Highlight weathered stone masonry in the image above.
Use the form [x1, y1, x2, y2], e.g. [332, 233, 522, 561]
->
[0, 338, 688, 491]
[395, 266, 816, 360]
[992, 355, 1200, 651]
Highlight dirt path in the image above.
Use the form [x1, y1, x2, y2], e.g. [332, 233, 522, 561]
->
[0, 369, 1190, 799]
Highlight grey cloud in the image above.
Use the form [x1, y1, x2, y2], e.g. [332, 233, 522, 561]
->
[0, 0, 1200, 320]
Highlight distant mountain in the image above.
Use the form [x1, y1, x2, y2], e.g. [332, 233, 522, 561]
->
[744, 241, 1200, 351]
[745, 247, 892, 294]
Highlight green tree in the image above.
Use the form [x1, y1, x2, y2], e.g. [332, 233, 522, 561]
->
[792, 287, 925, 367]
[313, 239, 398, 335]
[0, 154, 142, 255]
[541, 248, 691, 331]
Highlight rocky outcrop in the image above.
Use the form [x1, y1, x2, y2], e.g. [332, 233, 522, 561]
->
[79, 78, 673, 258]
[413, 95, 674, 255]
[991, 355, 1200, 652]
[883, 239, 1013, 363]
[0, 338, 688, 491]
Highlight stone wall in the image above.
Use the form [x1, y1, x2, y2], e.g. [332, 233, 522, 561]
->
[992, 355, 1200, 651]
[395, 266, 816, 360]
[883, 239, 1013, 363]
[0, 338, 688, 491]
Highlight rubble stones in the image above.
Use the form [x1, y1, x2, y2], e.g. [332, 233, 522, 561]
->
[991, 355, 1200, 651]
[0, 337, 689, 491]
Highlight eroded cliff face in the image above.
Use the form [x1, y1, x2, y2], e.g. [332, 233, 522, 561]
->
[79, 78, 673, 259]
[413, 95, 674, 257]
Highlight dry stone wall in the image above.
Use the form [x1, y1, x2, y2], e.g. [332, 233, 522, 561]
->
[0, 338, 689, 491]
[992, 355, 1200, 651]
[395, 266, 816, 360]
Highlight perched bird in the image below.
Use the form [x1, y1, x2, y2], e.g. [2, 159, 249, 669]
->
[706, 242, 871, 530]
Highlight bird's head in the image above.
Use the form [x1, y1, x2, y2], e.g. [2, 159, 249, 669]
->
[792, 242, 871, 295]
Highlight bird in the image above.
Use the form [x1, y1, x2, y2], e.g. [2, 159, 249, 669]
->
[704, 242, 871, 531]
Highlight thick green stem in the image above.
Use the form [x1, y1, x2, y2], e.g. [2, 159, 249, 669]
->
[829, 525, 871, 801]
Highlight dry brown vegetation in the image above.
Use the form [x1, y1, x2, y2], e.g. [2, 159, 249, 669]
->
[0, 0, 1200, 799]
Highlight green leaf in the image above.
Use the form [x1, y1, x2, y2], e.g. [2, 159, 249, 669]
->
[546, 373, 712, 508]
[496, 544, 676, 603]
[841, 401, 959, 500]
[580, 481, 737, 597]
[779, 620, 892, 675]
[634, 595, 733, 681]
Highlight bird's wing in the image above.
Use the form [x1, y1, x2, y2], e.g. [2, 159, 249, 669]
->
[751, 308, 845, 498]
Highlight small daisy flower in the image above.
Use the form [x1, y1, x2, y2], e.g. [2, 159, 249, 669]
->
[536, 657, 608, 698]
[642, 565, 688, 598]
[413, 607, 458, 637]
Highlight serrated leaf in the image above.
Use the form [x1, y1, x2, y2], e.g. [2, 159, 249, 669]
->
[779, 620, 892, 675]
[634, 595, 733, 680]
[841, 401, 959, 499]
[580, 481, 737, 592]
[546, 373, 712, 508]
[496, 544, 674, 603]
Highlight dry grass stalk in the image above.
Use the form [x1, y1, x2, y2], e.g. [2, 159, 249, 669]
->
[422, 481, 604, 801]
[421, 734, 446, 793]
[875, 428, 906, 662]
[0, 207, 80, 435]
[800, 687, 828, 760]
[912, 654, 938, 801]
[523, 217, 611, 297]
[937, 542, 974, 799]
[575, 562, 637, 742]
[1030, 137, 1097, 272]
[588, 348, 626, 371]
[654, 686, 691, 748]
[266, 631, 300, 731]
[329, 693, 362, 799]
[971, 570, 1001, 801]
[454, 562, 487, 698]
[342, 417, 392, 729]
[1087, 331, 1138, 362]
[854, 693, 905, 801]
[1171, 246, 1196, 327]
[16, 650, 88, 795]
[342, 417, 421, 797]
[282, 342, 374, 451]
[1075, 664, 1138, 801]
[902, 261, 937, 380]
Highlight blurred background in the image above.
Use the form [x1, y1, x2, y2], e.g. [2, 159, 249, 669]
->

- **PROBLEM DETAILS**
Please copy the rows again, starting at the line that contains "Highlight green leaf in the image above." and ending at the line that contains "[496, 544, 674, 603]", with "serrated" swapped for "jagged" and nothing else changed.

- **OUTPUT**
Highlight green leaf in the image above.
Use the form [x1, y1, x2, y2], e.g. [2, 159, 249, 669]
->
[546, 373, 712, 508]
[496, 544, 676, 603]
[841, 401, 959, 500]
[580, 481, 737, 597]
[779, 620, 892, 675]
[634, 595, 733, 681]
Highlight bird's wing in the image above.
Use the form [x1, y1, x2, y2], e.g. [2, 159, 249, 669]
->
[751, 308, 845, 498]
Highlight small daisy flower in the image above.
Use the form [x1, y1, x2, y2], e.g. [2, 159, 249, 669]
->
[536, 657, 608, 698]
[642, 565, 688, 598]
[413, 607, 458, 637]
Highlight jagged leaf in the image above.
Use the form [x1, y1, x2, y2], e.g. [2, 159, 249, 669]
->
[779, 620, 892, 675]
[634, 595, 733, 680]
[841, 401, 959, 499]
[580, 481, 737, 592]
[546, 373, 712, 508]
[496, 544, 674, 603]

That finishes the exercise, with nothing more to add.